Required work. Leave out the pictures and repeat the data exactly.

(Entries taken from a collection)

···

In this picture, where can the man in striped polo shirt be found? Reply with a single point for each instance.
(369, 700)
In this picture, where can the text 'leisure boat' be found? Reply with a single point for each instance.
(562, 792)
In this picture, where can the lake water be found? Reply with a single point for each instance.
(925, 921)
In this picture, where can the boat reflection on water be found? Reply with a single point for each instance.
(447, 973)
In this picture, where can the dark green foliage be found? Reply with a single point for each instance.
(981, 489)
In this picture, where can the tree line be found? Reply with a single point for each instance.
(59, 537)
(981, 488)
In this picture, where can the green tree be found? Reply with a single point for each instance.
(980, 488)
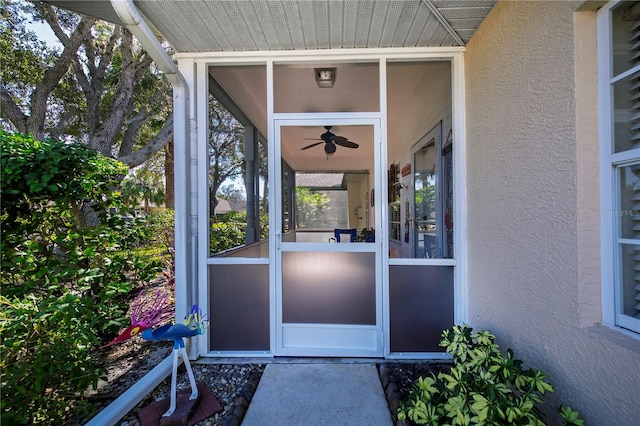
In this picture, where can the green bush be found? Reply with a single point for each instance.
(67, 269)
(484, 387)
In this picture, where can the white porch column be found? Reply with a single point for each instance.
(185, 193)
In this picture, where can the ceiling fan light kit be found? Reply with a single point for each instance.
(325, 77)
(330, 141)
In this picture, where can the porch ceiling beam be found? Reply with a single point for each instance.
(434, 10)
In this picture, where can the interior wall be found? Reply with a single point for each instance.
(414, 109)
(528, 205)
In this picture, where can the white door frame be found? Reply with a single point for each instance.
(328, 339)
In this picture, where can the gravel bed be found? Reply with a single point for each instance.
(397, 379)
(233, 385)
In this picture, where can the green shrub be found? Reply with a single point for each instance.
(484, 387)
(65, 275)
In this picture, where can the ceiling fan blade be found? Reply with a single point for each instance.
(311, 146)
(339, 140)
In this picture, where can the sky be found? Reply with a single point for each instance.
(44, 33)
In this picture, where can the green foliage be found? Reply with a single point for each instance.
(484, 387)
(229, 230)
(64, 283)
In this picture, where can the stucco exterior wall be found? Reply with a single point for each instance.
(533, 205)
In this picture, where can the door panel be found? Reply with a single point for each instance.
(328, 294)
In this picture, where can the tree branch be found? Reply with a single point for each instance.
(53, 75)
(143, 154)
(12, 112)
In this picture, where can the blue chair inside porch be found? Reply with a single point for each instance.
(353, 233)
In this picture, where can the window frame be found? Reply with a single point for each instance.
(611, 164)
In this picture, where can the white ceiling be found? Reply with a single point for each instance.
(215, 25)
(417, 93)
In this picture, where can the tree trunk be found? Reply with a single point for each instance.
(169, 175)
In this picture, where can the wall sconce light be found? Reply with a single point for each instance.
(325, 77)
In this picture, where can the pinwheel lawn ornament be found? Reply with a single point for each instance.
(148, 314)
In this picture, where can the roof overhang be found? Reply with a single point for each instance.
(217, 26)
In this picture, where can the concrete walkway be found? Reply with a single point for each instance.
(319, 395)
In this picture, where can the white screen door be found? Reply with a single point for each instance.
(327, 270)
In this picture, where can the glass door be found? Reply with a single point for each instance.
(427, 206)
(327, 272)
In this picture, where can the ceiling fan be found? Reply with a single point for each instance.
(330, 141)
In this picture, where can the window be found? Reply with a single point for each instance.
(619, 93)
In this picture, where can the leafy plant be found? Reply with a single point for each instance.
(65, 282)
(483, 387)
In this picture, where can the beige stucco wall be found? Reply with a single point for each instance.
(533, 210)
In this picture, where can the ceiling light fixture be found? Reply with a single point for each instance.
(325, 77)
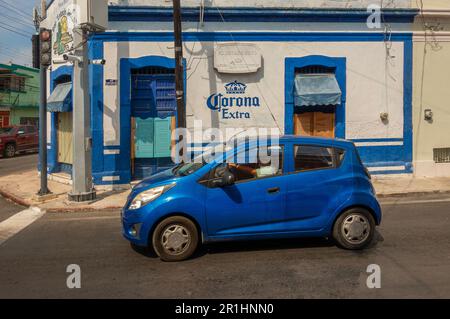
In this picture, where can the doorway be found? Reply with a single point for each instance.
(153, 110)
(320, 124)
(64, 137)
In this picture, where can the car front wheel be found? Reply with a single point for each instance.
(354, 229)
(10, 150)
(175, 239)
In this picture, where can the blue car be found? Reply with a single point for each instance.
(297, 187)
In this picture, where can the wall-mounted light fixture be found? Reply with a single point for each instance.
(428, 115)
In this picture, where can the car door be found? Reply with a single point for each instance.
(314, 185)
(253, 205)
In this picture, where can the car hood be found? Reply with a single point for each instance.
(162, 178)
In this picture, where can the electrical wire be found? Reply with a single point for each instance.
(15, 20)
(16, 32)
(14, 9)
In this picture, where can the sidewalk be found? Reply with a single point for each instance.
(22, 188)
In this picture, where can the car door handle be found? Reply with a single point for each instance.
(273, 190)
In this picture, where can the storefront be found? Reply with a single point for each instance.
(303, 72)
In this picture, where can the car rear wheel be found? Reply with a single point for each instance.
(10, 150)
(175, 239)
(354, 229)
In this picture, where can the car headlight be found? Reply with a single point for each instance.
(148, 196)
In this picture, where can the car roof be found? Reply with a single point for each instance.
(302, 140)
(315, 140)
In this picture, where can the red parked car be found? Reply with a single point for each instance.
(18, 138)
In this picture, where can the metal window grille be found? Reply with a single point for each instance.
(315, 69)
(441, 155)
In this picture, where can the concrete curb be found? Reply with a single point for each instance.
(82, 209)
(15, 199)
(23, 202)
(413, 194)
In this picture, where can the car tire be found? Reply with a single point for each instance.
(175, 239)
(354, 229)
(10, 150)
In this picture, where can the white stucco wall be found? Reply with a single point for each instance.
(269, 3)
(374, 85)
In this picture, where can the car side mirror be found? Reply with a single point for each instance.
(228, 179)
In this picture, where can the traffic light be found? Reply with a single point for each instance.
(45, 37)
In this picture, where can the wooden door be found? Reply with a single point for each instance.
(314, 124)
(64, 136)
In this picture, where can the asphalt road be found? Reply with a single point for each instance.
(412, 249)
(18, 164)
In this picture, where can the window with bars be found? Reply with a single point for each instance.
(315, 69)
(441, 155)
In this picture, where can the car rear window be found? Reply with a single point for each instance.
(309, 157)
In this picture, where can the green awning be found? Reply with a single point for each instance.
(61, 98)
(317, 90)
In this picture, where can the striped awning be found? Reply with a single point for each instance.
(317, 90)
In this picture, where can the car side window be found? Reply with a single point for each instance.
(308, 157)
(260, 163)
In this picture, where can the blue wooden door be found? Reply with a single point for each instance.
(145, 138)
(162, 137)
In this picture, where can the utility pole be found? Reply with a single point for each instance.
(179, 68)
(82, 185)
(43, 39)
(179, 75)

···

Expected output.
In this picture, where can the man in striped polo shirt be found? Reply with a single point for each instance.
(369, 700)
In this picture, where can the text 'leisure boat' be found? Reply with a single point for each instance.
(562, 792)
In this picture, where can the lake water be found? Reply with a single point for each instance.
(925, 921)
In this picture, where can the boat reflection on water be found? Reply with a single point for each instance.
(447, 973)
In this picture, where can the dark green foliage be found? Reply with a single point for each instance.
(981, 489)
In this picture, where can the tree line be found? Reply with a single point for each instance.
(59, 537)
(981, 488)
In this picture, where can the green tree be found? Reply with a single point for each instance.
(980, 488)
In this picture, where can the green bush be found? Reply with a single point for each instance.
(67, 269)
(484, 387)
In this picture, where can the white porch column be found? Reply with a single point for each instance.
(185, 193)
In this picture, where can the ceiling fan light kit be found? Reply with a single point for each instance.
(325, 77)
(330, 141)
In this picture, where can the porch ceiling beam be found? Reply with a single point for each instance.
(434, 10)
In this picture, where can the interior wall be found? Reply with a single point for each instance.
(414, 109)
(528, 205)
In this picture, where can the white door frame be found? Reply with a single point for each instance.
(328, 339)
In this picture, where can the gravel bed be found? Reply with a single point for each instance.
(397, 379)
(233, 385)
In this picture, where can the green shrub be found? Reply with a single point for each instance.
(484, 387)
(65, 275)
In this picture, where can the ceiling fan blade be found? Reply with a single point for each instance.
(311, 146)
(339, 140)
In this picture, where can the sky be found? Reply with a single point for each instance.
(44, 33)
In this picture, where can the green foliage be found? Reply with a single point for each instance.
(484, 387)
(229, 230)
(64, 283)
In this picture, where can the stucco exterior wall be found? Reply with a single point for each instance.
(533, 205)
In this picture, where can the door panel be found? Reply with a single point for each instance.
(328, 294)
In this picture, where can the tree branch be found? Reply with a single point for each instance.
(53, 75)
(143, 154)
(12, 112)
In this picture, where can the blue chair inside porch be found? Reply with a single point for each instance.
(353, 233)
In this picture, where can the window frame be found? Reply with a single point for each instance.
(611, 164)
In this picture, where can the white ceiling be found? Reply with a single point for each instance.
(215, 25)
(417, 93)
In this picture, where can the tree trunk be found? Reply with a single point for each instance.
(169, 175)
In this picture, where can the wall sconce light be found? Reply with a single point for each instance.
(325, 77)
In this picture, where can the pinwheel lawn ornament be found? Reply with a single point for each instance.
(148, 314)
In this picture, where can the roof overhang be found? Reply with a single point for each instance.
(217, 26)
In this picture, where can the concrete walkway be found? Reply with a single point for each instance.
(319, 395)
In this picture, where can the white screen door be found? Reply with a single point for each instance.
(327, 270)
In this picture, where can the glass door be found? Reply with a single point for each instance.
(427, 206)
(327, 272)
In this picture, where can the ceiling fan be found? Reply with a single point for each instance.
(330, 141)
In this picture, where can the window be found? Reply with a single point for each instance.
(619, 93)
In this picture, where can the leafy plant be found? Reply with a single point for each instance.
(65, 282)
(483, 387)
In this picture, where can the beige stucco wall be found? Reply with a single point for each instance.
(533, 210)
In this picture, where can the ceiling light fixture be found? Reply with a single point for each instance.
(325, 77)
In this picture, where can the doorway be found? Reply with a single point for each instance.
(153, 110)
(320, 124)
(64, 137)
In this picture, where can the car front wheel be found? Reply with a single point for each instance.
(354, 229)
(10, 150)
(175, 239)
In this picture, where can the blue car be found? Reply with a single point for each instance.
(297, 187)
In this picture, where can the wall-mounted light fixture be found? Reply with a single point for each instance.
(428, 115)
In this picture, where can the car door be found? Reply with a single point for each instance.
(314, 185)
(253, 205)
In this picture, where can the car hood be found? Reply with a single point for each instance.
(162, 178)
In this picture, where can the electrical wire be found? Reply with a single point for each instance.
(15, 20)
(16, 32)
(14, 9)
In this picture, where can the sidewalk be found? Reply with a single point for each instance.
(22, 188)
In this picture, where can the car door handle be found? Reply with a single point for each instance.
(273, 190)
In this picture, where can the storefront be found? Reply with a single point for each instance.
(303, 72)
In this picture, where can the car rear wheel be found? Reply with a single point for each instance.
(10, 150)
(175, 239)
(354, 229)
In this picture, where can the car headlight be found? Reply with a single point for each instance.
(148, 196)
In this picture, where can the car roof be found? Reply with a single point for each instance.
(302, 140)
(315, 140)
In this picture, where can the red parked car be found? Reply with a single point for each instance.
(18, 138)
In this picture, where can the metal window grille be found? Reply with a single point for each instance.
(315, 69)
(441, 155)
In this picture, where can the concrete curb be found? Reply with a single point for each instance.
(82, 209)
(15, 199)
(23, 202)
(413, 194)
In this picture, where can the car tire be found? Reply with a single point for each instance.
(175, 239)
(354, 229)
(10, 150)
In this picture, where can the white stucco wall be found? Reply with a single point for each instance.
(269, 3)
(374, 85)
In this picture, where can the car side mirror be found? Reply with a single point for each instance.
(228, 179)
In this picture, where can the traffic light be found? Reply with a single point for each instance.
(45, 37)
In this picture, where can the wooden door be found? Reply with a single point for each instance.
(314, 124)
(64, 136)
In this picture, where can the asphalt road be found? Reply with a single point for each instance.
(412, 249)
(18, 164)
In this picture, where can the window with bars be found? Reply with a single point for each instance.
(315, 69)
(441, 155)
In this picture, where can the car rear window be found? Reply with a single point for each instance.
(309, 157)
In this picture, where can the green awning be found? Reply with a single point for each instance.
(61, 98)
(317, 90)
In this picture, where can the striped awning be found? Reply with a single point for each instance.
(317, 90)
In this picture, where can the car side window be found? Reply with a single point for each instance.
(308, 157)
(260, 163)
In this picture, where can the blue wooden door be found? Reply with a single point for each instance.
(145, 138)
(162, 137)
In this picture, where can the utility pole be found? Reply with a single point for each instance.
(179, 68)
(82, 185)
(43, 39)
(179, 75)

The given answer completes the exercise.